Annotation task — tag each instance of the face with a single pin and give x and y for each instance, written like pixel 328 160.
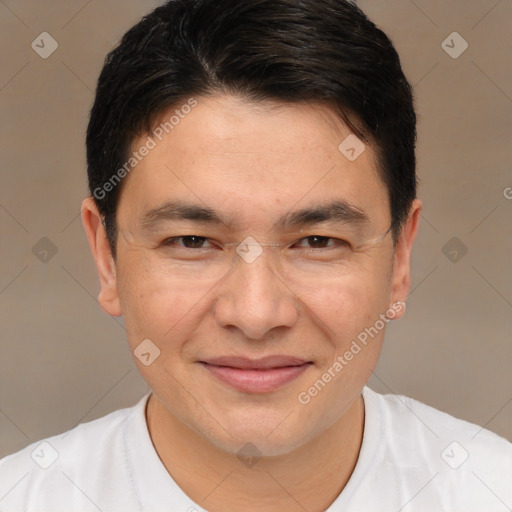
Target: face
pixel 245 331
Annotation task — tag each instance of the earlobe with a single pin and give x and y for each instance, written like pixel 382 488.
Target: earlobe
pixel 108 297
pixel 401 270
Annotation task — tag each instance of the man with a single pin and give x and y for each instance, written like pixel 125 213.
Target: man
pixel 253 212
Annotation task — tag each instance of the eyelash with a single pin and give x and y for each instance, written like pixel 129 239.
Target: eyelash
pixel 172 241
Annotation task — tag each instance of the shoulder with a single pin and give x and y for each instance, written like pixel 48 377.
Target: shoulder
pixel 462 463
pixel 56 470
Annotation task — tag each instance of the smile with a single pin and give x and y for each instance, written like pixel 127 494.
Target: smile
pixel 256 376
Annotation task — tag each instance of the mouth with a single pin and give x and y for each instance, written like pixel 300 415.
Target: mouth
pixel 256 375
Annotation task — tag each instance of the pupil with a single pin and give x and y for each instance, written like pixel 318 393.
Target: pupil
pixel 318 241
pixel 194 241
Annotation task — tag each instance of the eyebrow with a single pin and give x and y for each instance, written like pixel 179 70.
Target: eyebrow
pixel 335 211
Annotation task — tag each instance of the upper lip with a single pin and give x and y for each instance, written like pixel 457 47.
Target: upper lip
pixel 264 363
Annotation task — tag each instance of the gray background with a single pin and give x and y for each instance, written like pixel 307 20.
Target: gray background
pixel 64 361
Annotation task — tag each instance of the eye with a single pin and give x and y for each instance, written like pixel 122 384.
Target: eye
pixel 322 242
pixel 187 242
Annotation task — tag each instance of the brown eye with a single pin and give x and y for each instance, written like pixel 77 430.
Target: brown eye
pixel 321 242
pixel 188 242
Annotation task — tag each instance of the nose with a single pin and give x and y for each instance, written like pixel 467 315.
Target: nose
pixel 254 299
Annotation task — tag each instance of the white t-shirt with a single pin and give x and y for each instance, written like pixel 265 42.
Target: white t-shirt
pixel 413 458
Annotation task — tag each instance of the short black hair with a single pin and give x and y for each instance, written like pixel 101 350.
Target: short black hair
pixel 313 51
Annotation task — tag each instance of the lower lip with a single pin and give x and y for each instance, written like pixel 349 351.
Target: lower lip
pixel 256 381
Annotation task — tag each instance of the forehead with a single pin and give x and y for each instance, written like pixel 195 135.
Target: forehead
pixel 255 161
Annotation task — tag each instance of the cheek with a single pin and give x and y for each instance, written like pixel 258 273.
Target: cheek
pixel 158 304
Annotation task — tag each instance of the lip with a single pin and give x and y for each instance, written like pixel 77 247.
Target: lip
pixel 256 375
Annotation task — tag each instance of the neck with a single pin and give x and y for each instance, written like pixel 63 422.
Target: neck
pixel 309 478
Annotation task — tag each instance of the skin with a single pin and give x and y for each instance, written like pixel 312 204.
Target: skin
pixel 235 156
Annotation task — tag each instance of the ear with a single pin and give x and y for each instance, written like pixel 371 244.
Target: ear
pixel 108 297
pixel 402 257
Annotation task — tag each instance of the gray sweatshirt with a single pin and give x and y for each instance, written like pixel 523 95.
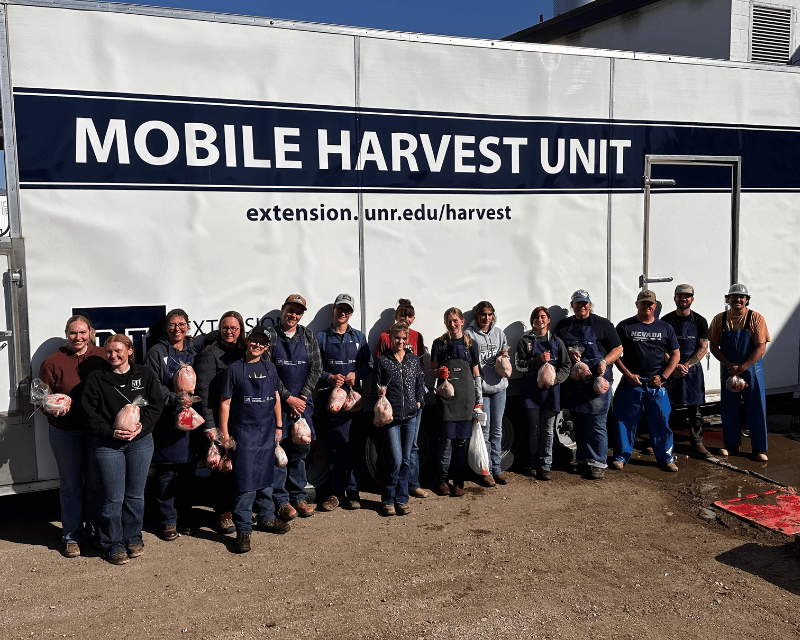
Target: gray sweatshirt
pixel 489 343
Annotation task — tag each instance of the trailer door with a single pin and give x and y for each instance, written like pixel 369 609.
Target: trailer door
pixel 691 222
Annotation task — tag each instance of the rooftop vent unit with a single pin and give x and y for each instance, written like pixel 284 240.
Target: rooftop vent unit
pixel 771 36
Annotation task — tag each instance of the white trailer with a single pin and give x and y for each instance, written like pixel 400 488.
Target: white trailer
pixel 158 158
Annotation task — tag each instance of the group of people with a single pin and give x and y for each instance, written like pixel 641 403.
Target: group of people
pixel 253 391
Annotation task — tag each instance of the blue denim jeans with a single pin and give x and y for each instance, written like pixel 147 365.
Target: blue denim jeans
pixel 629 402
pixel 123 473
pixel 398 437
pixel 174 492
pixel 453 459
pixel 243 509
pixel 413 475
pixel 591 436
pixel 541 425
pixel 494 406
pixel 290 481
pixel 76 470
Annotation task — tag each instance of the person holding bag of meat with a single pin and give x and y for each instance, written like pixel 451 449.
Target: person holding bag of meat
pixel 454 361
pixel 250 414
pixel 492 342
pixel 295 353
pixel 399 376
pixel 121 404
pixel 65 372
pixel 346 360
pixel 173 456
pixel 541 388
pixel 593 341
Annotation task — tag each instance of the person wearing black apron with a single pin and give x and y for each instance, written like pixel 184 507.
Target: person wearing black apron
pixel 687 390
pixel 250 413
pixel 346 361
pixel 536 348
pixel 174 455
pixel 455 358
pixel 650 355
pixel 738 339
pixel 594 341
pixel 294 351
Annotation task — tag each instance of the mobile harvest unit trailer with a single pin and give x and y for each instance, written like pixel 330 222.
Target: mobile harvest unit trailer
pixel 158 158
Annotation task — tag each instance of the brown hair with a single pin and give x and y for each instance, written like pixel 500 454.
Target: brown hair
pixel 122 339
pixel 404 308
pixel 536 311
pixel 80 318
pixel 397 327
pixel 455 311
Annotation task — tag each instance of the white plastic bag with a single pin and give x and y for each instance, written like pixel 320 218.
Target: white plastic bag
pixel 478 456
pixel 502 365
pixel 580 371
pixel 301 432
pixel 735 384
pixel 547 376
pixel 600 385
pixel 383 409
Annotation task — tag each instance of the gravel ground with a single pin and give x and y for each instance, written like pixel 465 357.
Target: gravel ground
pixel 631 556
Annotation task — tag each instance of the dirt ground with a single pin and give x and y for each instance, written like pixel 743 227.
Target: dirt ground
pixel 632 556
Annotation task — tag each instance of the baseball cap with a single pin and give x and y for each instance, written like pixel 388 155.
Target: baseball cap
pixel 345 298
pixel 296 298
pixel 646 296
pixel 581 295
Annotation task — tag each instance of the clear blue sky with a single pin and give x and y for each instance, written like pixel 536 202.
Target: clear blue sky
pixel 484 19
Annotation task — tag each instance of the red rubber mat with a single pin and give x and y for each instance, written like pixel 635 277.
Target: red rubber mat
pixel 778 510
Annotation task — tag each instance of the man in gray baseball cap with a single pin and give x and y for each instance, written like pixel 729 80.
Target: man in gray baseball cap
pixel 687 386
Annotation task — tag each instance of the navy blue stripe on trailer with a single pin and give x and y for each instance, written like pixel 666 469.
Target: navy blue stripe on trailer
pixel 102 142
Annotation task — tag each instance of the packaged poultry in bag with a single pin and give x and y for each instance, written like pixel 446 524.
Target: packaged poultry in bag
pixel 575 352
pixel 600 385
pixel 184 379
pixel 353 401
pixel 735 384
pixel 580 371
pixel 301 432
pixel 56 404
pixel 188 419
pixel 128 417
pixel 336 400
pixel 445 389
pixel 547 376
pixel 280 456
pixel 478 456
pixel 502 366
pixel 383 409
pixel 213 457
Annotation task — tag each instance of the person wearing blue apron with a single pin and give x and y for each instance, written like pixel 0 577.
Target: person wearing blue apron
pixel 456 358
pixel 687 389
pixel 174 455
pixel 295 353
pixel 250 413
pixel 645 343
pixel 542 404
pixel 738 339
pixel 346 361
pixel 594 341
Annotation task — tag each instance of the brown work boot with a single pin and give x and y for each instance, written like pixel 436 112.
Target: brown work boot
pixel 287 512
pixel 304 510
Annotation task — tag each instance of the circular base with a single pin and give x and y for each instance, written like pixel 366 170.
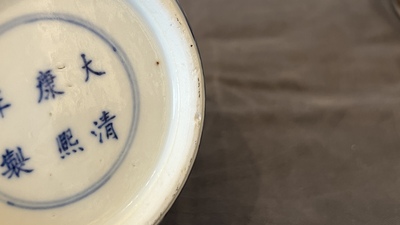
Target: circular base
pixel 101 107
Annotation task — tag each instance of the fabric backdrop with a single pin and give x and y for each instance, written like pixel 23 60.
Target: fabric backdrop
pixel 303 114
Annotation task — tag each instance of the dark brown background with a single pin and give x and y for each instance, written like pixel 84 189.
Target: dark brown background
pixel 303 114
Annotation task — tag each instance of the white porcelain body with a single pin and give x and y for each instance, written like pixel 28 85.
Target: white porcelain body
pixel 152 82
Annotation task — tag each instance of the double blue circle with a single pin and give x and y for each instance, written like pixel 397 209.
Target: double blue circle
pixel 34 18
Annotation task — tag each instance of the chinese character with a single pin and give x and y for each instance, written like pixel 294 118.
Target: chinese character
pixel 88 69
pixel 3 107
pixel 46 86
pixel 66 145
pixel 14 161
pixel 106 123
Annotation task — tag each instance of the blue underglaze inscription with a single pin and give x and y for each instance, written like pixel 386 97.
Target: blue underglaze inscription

---

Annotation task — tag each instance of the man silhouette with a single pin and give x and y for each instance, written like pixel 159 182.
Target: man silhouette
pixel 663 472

**AIM OF THE EXERCISE:**
Starting at the line containing "Annotation task — tag each instance of the man in" and stopping after the line containing "pixel 102 142", rewrite that portion of the listing with "black baseball cap" substituted for each occurrence of "gray baseball cap", leaving everything else unchanged.

**THE COMPLETED TASK:**
Annotation task — tag each instance of the man in black baseball cap with a single pin and give x and y for each instance, written like pixel 729 80.
Target: man in black baseball cap
pixel 687 386
Annotation task — tag each instance of the navy blue stripe on trailer with a single pin and give x and y for each instance, written like pixel 666 469.
Target: navy blue stripe on trailer
pixel 102 142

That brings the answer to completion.